| EXERCISE |
Copy each of the records below line for line, leaving out the pictures.

[Entries from a collection]
————————
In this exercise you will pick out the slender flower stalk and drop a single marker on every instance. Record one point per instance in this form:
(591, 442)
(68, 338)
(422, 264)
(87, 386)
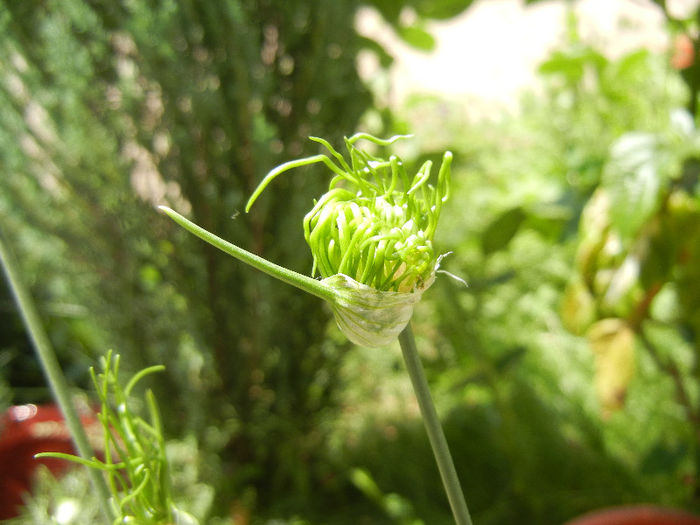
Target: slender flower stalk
(371, 238)
(52, 371)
————————
| REPLY |
In this exercise you will pick out the slender flower stalk and drop a single marker on every instance. Record one point per instance in this form:
(591, 442)
(68, 338)
(422, 264)
(87, 386)
Target: slender flower stalk
(371, 238)
(52, 371)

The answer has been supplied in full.